TEXTO EXTRAÍDO:
‘El intérprete del dolor’, de Jhumpa Lahiri
Por Ricardo Martínez Llorca
El intérprete del dolor
Jhumpa Lahiri
Traducción de Gemma Rovira Ortega
Salamandra
Barcelona, 2016
221 páginas
La India es varios géneros literarios. Un país con cientos de idiomas y dialectos, con un panteón de dioses que ocuparía cada una de las estrellas de nuestra galaxia, con tanta belleza como decadencia, lleno de gente bondadosa pese al malestar que refleja el coeficiente Gini, ese que mide la desigualdad económica, y con infinidad de exiliados distribuidos por todo el planeta. Existe, entre estos géneros literarios, uno que protagonizan los autores que heredaron esa cultura familiar, pero que son de segunda generación, nativos de otros países. La mayoría de ellos escriben en inglés para retornar al país al que pudieron pertenecer de haber nacido unos meses antes. La pregunta es ¿por qué esa necesidad de conocer la India? ¿Por qué esa exploración de los vínculos con la India y la aceptación de un mundo nuevo, que es, a su vez, su mundo nativo? ¿Por qué necesitan recurrir a la actividad creativa para resolver la aceptación de dos patrias? Pues siendo su vida ya propia de la cultura occidental, existe un cordón umbilical que lleva su cuerpo astral de regreso a la India. El caso de la literatura de Juhmpa Lahiri (Londres, 1967) es el del reconocimiento de las relaciones cotidianas, de los pequeños vínculos de amistad, amor o contacto social entre gente de clase media de distintos orígenes.

DATOS PROPORCIONADOS:
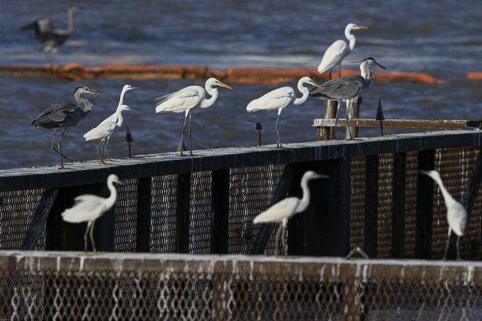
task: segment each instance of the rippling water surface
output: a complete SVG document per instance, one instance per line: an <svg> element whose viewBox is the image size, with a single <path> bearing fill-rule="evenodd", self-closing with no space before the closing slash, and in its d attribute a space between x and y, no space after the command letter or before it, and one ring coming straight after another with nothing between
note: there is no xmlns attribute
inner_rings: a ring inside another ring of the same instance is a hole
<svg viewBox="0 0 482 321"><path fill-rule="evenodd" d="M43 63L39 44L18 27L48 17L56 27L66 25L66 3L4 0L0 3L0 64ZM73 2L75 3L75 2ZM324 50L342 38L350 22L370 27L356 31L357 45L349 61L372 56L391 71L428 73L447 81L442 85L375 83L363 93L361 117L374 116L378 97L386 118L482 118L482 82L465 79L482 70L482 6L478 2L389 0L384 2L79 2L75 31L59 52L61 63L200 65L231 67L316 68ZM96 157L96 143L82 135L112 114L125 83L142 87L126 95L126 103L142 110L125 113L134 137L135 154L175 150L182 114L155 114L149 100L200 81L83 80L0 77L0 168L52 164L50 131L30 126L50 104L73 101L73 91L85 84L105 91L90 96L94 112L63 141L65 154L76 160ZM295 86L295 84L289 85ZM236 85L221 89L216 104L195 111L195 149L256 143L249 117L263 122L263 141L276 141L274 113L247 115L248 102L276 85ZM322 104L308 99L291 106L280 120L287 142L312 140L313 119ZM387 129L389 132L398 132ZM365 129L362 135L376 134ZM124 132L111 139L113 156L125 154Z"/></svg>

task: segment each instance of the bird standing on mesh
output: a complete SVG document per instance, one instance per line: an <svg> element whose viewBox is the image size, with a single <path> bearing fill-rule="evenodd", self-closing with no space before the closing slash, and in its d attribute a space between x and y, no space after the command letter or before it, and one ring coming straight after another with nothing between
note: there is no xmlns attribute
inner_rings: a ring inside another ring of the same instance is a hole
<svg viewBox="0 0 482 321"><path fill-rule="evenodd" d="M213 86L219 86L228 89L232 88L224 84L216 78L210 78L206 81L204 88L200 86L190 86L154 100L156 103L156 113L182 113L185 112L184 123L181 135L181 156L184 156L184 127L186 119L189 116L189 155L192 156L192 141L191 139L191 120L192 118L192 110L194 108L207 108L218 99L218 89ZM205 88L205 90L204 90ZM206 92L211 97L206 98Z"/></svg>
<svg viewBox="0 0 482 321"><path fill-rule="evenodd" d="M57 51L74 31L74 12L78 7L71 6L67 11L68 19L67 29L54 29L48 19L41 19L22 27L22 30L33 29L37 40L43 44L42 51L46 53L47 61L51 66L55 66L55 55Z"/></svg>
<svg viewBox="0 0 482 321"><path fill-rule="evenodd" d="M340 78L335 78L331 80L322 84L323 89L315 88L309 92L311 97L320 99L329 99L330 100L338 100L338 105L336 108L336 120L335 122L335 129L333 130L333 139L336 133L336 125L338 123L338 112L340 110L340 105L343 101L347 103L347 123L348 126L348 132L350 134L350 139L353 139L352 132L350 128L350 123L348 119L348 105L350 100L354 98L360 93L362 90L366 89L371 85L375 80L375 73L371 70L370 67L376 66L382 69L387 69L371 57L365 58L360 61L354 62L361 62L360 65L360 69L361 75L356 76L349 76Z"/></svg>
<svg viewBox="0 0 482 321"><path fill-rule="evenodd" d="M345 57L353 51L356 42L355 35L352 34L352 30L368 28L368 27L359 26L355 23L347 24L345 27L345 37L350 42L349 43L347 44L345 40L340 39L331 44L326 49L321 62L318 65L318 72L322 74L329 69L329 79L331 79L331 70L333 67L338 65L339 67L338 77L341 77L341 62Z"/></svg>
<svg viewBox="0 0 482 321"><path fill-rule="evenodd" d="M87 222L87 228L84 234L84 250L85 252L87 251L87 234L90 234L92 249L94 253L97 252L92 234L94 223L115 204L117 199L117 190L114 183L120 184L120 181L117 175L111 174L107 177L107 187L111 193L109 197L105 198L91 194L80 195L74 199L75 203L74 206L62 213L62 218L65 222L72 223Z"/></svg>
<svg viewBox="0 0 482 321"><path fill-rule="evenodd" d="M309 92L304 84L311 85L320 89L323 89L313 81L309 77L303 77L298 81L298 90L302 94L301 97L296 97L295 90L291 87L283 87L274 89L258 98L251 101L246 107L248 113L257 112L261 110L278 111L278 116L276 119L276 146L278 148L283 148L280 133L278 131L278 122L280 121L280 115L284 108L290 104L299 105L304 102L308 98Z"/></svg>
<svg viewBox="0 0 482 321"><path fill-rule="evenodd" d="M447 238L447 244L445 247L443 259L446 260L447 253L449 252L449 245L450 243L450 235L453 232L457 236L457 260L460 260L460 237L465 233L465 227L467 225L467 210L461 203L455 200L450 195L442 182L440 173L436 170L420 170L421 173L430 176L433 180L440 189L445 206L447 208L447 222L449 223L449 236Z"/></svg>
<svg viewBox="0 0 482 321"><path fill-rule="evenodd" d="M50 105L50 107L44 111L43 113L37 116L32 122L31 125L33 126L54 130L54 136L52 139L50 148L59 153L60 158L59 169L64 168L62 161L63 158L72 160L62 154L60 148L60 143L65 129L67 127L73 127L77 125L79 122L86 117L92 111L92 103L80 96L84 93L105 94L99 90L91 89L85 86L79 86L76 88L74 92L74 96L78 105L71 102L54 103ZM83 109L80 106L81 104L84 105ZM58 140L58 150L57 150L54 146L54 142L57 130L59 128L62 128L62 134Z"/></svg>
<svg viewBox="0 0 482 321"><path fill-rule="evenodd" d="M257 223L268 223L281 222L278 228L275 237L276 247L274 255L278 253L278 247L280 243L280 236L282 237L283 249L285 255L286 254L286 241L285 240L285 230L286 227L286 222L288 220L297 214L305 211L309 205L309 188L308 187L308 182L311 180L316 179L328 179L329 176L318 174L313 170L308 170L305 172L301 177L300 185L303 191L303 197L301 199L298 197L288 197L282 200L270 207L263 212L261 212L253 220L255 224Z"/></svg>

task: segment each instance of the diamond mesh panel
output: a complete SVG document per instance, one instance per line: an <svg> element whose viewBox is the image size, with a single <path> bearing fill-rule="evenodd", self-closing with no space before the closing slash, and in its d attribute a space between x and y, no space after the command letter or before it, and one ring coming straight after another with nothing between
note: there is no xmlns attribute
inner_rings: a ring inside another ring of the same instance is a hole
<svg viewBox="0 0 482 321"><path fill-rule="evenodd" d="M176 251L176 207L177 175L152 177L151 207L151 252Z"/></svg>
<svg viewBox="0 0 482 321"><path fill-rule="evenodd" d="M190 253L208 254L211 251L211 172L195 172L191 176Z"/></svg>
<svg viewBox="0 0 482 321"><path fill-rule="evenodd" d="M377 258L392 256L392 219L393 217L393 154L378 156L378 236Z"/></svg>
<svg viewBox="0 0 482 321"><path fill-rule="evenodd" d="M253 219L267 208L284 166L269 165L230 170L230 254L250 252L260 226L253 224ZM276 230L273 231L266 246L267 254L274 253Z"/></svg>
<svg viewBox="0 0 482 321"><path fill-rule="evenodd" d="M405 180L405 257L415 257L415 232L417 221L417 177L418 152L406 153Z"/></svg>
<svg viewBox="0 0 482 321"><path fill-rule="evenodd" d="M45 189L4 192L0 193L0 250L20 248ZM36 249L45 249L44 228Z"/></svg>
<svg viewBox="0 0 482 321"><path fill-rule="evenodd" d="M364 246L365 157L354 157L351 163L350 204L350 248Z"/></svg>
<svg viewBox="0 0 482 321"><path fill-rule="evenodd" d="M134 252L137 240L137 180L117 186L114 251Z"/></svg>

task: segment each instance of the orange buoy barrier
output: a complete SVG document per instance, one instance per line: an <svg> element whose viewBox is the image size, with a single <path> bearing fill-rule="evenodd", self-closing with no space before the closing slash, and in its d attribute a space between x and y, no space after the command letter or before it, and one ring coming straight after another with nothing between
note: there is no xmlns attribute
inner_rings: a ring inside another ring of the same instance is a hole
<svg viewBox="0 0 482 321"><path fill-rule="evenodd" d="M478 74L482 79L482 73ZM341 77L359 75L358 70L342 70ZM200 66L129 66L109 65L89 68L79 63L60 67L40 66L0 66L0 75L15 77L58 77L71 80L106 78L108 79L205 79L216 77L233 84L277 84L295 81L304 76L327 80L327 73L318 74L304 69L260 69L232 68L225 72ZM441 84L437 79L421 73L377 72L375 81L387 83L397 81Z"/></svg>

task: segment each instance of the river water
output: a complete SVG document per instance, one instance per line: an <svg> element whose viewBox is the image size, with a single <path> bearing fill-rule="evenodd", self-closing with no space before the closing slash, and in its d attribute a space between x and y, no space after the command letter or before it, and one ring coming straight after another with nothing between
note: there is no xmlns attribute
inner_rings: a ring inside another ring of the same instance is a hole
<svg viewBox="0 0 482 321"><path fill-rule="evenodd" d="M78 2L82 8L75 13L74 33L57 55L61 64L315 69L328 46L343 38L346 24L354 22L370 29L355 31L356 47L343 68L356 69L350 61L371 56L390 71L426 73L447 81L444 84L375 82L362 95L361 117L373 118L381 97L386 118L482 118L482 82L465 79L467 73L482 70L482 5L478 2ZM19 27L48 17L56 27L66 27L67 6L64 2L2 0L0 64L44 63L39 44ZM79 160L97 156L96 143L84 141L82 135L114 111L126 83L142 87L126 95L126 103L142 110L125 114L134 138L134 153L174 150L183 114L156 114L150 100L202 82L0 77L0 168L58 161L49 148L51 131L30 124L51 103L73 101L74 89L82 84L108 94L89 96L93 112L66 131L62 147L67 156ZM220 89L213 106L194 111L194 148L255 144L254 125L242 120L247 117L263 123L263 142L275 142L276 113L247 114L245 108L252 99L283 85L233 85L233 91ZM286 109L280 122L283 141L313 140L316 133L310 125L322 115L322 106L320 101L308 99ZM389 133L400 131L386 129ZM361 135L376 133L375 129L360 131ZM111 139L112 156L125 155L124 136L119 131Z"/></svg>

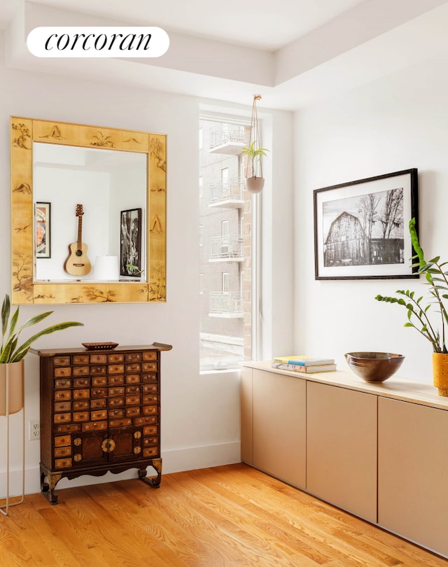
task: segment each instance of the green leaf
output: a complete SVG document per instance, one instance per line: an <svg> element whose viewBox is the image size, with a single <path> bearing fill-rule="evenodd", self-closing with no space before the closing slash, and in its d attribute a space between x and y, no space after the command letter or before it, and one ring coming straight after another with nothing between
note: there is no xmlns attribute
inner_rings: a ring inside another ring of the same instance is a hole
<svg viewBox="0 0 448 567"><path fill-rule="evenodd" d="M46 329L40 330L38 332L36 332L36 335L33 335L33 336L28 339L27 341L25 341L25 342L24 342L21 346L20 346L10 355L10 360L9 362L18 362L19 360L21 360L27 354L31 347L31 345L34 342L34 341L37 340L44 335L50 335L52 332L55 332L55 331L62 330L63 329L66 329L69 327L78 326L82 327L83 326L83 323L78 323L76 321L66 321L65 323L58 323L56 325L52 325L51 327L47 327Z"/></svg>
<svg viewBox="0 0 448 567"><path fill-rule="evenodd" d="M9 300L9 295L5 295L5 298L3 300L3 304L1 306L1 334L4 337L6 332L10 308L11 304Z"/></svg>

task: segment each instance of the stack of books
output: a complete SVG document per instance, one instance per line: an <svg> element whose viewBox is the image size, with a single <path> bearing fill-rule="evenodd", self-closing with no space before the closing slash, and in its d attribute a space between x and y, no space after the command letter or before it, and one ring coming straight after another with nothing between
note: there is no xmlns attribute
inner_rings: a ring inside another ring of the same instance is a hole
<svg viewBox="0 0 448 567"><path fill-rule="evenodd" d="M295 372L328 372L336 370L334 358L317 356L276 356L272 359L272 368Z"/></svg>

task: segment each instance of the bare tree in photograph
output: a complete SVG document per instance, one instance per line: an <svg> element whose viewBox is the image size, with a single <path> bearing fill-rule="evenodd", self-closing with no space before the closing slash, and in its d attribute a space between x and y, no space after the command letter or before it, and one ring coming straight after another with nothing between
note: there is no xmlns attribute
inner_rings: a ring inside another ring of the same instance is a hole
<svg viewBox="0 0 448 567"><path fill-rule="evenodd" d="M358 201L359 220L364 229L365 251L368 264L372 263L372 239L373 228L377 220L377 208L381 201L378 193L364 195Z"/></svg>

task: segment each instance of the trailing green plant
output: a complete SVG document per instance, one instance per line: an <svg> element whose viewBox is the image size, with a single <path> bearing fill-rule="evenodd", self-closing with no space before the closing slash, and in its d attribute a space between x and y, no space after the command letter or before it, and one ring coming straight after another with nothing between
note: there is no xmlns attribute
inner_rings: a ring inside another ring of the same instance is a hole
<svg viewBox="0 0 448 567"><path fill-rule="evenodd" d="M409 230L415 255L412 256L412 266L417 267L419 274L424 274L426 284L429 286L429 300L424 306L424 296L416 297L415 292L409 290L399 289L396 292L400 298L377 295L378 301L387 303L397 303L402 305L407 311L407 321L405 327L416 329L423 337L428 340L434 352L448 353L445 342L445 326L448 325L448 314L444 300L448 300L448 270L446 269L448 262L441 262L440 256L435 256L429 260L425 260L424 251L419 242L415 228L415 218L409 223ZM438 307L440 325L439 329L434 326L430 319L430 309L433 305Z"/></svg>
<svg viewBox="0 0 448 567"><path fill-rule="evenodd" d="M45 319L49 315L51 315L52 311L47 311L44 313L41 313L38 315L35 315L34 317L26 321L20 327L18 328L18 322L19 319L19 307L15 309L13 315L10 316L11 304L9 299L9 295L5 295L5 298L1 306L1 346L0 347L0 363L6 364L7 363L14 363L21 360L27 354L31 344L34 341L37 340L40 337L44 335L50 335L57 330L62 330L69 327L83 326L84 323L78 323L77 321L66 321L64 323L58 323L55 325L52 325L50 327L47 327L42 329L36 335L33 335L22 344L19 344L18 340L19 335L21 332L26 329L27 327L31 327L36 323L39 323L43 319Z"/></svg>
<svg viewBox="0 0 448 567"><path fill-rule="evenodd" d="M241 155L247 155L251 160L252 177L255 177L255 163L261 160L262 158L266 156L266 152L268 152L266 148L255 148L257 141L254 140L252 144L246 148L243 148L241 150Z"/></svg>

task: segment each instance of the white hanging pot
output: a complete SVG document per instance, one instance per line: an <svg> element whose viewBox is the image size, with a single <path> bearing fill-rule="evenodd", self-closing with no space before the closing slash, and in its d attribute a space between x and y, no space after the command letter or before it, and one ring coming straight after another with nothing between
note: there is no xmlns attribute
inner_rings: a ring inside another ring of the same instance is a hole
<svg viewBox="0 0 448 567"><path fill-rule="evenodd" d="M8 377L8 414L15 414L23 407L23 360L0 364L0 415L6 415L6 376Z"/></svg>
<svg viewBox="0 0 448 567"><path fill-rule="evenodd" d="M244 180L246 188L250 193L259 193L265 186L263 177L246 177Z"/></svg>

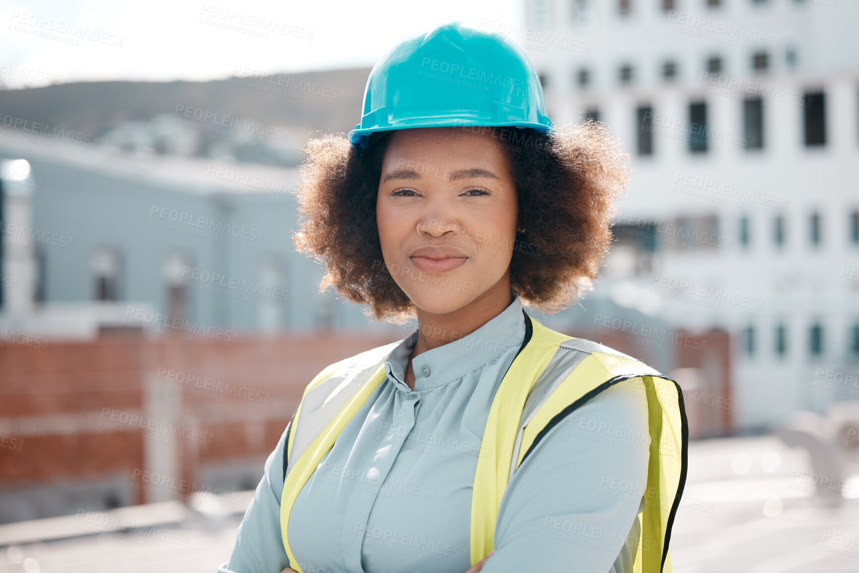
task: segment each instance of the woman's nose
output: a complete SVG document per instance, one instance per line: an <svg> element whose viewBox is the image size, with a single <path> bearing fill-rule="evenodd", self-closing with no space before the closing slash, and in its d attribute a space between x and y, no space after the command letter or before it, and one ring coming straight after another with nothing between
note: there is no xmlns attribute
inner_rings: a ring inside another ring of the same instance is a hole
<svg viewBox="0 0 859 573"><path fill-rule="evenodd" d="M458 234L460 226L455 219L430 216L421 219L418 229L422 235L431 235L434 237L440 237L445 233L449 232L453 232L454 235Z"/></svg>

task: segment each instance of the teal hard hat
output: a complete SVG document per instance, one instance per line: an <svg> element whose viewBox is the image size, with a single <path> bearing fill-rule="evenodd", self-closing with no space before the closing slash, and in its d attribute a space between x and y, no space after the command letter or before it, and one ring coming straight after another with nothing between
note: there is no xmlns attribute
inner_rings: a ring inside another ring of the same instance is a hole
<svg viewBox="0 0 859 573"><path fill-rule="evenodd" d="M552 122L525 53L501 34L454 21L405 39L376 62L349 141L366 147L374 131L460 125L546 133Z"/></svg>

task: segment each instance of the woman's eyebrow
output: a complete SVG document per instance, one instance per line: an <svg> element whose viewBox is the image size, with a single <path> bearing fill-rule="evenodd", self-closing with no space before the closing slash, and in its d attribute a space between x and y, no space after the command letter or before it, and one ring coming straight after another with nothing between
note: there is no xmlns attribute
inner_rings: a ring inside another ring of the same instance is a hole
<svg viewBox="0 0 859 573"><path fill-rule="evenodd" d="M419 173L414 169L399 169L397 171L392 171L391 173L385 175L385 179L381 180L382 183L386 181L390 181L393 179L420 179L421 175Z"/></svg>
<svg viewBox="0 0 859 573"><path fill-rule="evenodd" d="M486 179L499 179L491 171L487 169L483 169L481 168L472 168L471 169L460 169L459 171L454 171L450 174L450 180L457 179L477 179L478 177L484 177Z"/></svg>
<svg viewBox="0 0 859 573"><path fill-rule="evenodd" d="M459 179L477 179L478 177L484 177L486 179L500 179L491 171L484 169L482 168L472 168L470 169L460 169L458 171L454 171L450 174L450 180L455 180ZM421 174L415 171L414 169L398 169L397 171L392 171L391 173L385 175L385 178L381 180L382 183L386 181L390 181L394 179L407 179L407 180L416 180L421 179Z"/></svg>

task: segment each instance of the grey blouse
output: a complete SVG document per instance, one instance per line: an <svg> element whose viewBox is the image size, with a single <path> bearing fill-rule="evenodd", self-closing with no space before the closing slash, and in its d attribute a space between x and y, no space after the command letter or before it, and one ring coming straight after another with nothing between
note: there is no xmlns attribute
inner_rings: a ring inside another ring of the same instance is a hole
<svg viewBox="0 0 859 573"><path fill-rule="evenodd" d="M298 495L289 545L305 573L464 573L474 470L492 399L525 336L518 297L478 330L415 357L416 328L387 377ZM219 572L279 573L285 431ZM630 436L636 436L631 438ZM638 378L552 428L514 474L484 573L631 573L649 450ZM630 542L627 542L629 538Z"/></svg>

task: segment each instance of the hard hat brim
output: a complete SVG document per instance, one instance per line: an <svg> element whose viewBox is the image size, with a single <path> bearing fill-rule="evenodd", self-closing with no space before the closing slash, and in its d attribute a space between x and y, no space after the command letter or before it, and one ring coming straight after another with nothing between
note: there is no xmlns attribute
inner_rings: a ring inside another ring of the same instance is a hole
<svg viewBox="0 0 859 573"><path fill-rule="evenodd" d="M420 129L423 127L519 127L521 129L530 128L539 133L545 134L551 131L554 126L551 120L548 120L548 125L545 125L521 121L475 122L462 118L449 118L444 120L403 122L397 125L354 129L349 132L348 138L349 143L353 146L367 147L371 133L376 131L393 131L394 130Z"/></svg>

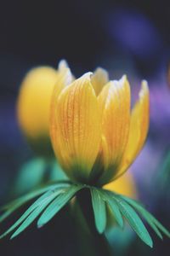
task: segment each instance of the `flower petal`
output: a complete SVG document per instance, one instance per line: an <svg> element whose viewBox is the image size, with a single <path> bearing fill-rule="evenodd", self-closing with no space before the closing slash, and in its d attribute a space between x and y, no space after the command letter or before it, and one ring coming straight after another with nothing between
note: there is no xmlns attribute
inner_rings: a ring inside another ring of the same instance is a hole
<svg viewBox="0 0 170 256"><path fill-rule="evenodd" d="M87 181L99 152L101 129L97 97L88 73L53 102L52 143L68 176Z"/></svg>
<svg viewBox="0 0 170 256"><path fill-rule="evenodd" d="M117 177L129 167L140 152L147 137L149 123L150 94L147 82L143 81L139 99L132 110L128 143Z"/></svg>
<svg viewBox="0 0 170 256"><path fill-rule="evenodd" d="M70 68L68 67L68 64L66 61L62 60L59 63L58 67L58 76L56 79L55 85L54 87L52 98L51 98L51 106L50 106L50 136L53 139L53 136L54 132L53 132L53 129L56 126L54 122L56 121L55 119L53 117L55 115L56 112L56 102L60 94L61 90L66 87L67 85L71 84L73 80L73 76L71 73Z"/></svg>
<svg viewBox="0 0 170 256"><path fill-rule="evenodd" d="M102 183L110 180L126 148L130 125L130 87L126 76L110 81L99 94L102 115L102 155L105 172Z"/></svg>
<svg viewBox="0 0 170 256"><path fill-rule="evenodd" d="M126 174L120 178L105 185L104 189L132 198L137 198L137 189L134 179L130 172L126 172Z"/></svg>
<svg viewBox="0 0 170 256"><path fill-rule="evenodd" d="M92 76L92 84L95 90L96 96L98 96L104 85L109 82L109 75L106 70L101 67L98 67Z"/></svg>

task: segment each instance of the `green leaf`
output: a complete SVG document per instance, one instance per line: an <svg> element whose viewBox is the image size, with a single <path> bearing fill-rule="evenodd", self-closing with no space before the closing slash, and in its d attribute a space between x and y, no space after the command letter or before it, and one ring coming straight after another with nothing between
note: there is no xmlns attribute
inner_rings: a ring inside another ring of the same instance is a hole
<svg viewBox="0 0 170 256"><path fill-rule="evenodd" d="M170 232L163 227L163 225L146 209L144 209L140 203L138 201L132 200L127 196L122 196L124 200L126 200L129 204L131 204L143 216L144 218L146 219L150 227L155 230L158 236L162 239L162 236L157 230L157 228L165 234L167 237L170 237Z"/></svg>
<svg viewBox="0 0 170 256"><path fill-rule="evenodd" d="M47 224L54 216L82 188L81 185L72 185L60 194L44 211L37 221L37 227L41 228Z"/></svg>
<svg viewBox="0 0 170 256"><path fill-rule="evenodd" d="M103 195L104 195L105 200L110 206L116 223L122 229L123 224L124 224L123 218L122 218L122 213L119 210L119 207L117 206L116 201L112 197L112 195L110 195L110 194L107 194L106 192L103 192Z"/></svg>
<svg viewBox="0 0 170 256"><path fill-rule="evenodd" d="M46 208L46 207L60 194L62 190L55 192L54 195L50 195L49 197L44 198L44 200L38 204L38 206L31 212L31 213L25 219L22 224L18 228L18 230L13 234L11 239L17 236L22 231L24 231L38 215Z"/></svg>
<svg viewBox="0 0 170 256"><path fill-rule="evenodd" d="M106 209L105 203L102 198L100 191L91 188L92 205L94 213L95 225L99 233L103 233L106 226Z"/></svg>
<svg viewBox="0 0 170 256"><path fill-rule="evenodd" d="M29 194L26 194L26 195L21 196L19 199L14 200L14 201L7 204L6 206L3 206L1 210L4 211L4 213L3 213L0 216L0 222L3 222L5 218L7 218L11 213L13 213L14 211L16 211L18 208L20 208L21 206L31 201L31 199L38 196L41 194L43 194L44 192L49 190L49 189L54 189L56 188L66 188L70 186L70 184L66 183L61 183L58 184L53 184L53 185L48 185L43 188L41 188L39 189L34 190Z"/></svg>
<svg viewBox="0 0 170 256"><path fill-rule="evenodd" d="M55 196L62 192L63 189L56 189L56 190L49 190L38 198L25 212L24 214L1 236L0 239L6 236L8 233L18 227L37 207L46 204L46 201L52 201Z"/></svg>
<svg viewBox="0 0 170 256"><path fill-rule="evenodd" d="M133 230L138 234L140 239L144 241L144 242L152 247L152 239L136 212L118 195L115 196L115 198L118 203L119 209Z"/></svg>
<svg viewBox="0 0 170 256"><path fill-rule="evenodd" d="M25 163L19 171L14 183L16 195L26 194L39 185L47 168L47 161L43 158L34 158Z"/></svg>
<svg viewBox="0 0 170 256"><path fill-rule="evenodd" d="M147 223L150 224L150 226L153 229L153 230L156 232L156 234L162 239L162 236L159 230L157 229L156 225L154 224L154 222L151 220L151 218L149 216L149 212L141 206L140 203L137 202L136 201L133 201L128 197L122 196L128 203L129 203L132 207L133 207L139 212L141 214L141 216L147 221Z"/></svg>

ACTIVIDADES:
[1] Según la reseña de «El intérprete del dolor», ¿qué mide el coeficiente Gini?
[2] Prosigue la reseña de «El intérprete del dolor» a partir de su última oración.

TUS RESPUESTAS:
[1] La desigualdad económica.

[2]
Para ello, Lahiri utiliza solo lo necesario. Nada de fuegos artificiales literarios ni en la estructura ni en el lenguaje. Historias sencillas en la que los matices afectivos que afectan a los personajes son los mismos que nos podrían afectar a cualquiera de nosotros. En Una anomalía temporal observamos la disociación cognitiva pareja de un matrimonio; los cónyuges se ponen de acuerdo en que deben mantener los mismos secretos para figurarse así la felicidad, de forma que se avista así la pérdida de la identidad, disuelta en la ficción que ellos crean.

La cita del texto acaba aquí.